# Selected extract
★ ★ ★
Jostaberry is frequently mistakenly termed Ribes × culverwelli as a result of this early F1 diploid hybrid. However, Jostaberry is a F2 fertile amphipolyploid hybrid of complex parentage, not a direct cross, and was created later in Germany. Paul Lorenz started the process in the Kaiser Wilhelm Institute in Berlin in 1926. In 13 years, over 1000 F1 hybrids were created. Only eight of these survived World War II, and were eventually moved to the Erwin Baur Institute, which was founded in 1946. Rudolph Bauer used colchicine to double the number of chromosomes and produce fertile tetraploids. Backcrossing with gooseberry and blackcurrant parents was also involved, creating a new F2 generation. Of 15,000 such crosses, three seedlings were selected based on vigor, disease resistance and fertility.

Therefore, jostaberry is descended from two separate first-generation crosses, both of which produced very few fruit. One of the F1 hybrids used was a cross between the blackcurrant cultivar R. nigrum ‘Langtraubige Schwarze’ (‘Long Bunch’) with R. divaricatum (also termed spreading gooseberry, Worcesterberry, coastal black gooseberry or by other names). This F1 hybrid was resistant to American gooseberry mildew. The other F1 hybrid parent was a cross between the blackcurrant cultivar R. nigrum "Silvergieters Schwarze" with R. grossularia (syn. R. uva-crispa) ‘Grüne Hansa’.
★ ★ ★
# Data for analysis
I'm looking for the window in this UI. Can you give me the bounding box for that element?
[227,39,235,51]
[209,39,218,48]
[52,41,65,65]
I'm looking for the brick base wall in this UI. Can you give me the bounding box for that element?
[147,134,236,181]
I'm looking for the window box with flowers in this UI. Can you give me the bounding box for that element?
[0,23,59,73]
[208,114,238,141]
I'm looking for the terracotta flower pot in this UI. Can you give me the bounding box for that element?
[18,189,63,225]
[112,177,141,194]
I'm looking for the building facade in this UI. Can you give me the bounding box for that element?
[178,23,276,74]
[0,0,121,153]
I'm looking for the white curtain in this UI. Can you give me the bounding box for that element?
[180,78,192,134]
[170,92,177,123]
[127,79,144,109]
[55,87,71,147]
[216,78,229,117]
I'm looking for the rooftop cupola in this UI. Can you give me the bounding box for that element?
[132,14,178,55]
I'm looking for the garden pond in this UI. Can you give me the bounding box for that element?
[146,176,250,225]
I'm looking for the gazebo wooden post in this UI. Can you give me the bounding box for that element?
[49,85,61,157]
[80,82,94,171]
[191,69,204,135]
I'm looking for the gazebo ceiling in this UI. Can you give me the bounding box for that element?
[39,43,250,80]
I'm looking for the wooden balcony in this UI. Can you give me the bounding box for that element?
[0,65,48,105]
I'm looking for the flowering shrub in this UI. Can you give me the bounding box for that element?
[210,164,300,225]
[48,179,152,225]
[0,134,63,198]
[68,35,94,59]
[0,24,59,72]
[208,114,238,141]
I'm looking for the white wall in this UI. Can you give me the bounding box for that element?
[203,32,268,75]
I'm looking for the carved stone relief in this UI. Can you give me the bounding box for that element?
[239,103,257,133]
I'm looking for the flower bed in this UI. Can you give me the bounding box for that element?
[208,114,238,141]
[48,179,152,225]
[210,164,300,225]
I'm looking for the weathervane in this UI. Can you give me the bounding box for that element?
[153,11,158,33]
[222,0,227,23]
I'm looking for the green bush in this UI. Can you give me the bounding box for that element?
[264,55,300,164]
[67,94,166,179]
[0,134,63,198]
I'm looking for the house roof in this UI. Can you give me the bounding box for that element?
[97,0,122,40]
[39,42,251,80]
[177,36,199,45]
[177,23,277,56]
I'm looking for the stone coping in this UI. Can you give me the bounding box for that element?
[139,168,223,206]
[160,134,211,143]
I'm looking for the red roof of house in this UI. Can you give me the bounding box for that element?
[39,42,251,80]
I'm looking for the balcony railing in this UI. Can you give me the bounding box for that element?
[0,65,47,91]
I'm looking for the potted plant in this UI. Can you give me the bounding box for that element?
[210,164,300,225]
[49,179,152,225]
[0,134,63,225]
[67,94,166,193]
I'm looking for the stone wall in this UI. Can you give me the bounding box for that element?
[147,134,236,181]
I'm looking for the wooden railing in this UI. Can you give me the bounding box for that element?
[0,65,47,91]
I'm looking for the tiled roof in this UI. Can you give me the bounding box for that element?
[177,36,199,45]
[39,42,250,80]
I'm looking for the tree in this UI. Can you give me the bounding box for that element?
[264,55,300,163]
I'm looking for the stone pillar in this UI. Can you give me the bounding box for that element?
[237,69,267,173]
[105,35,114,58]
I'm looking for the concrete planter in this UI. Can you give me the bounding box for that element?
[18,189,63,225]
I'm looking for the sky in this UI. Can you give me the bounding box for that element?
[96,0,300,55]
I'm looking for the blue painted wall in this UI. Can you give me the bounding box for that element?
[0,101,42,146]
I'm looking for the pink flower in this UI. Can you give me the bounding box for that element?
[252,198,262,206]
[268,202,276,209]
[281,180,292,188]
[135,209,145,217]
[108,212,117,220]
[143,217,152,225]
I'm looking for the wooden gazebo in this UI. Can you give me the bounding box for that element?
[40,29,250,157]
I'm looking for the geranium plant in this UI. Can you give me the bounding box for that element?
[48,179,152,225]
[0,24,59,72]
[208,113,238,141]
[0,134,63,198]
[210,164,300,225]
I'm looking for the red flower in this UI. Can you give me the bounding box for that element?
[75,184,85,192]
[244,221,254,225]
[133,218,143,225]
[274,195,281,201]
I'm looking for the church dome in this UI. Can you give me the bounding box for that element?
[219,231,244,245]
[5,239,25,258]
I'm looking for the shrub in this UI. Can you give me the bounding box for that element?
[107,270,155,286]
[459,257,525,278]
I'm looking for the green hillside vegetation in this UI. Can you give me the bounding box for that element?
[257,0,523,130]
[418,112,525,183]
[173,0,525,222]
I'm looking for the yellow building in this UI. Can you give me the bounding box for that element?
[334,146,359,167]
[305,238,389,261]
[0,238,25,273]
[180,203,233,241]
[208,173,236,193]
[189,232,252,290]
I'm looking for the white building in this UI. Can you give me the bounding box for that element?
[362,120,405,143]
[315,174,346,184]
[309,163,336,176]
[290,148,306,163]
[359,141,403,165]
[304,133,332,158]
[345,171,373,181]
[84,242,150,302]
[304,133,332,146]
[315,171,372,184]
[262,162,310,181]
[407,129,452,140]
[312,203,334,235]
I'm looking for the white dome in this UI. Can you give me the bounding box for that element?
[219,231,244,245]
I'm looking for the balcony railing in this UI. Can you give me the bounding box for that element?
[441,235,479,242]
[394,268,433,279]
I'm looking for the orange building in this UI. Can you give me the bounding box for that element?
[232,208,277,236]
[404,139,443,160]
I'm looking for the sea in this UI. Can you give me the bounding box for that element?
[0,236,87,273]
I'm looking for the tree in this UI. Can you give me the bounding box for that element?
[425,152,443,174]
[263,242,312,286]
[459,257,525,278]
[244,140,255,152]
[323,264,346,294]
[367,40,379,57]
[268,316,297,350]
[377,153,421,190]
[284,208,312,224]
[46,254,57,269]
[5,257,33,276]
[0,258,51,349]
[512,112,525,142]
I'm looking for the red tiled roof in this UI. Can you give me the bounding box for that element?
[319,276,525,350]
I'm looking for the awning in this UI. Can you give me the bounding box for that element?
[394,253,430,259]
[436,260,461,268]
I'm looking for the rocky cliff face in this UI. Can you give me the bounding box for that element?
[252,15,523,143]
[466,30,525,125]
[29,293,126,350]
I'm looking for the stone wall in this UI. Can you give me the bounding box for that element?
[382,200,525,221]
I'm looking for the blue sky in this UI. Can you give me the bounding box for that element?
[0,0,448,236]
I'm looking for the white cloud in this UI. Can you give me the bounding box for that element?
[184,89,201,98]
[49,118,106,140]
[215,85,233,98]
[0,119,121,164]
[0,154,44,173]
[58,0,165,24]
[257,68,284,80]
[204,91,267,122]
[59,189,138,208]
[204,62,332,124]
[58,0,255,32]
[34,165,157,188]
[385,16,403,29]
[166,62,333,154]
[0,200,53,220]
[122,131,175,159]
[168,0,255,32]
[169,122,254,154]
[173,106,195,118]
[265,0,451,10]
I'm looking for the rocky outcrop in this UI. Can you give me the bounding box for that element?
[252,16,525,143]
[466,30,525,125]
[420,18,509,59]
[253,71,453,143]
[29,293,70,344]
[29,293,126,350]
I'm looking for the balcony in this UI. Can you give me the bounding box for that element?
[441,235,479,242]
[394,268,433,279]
★ ★ ★
# Directions
1. What other names does the jostaberry text give for R. divaricatum?
2. Edit the jostaberry text, everything from "Jostaberry is frequently" down to "resistance and fertility.", putting "vitality" in place of "vigor".
The items come from a separate source and are unrelated to the jostaberry text.

# Results
1. spreading gooseberry, Worcesterberry, coastal black gooseberry

2.
Jostaberry is frequently mistakenly termed Ribes × culverwelli as a result of this early F1 diploid hybrid. However, Jostaberry is a F2 fertile amphipolyploid hybrid of complex parentage, not a direct cross, and was created later in Germany. Paul Lorenz started the process in the Kaiser Wilhelm Institute in Berlin in 1926. In 13 years, over 1000 F1 hybrids were created. Only eight of these survived World War II, and were eventually moved to the Erwin Baur Institute, which was founded in 1946. Rudolph Bauer used colchicine to double the number of chromosomes and produce fertile tetraploids. Backcrossing with gooseberry and blackcurrant parents was also involved, creating a new F2 generation. Of 15,000 such crosses, three seedlings were selected based on vitality, disease resistance and fertility.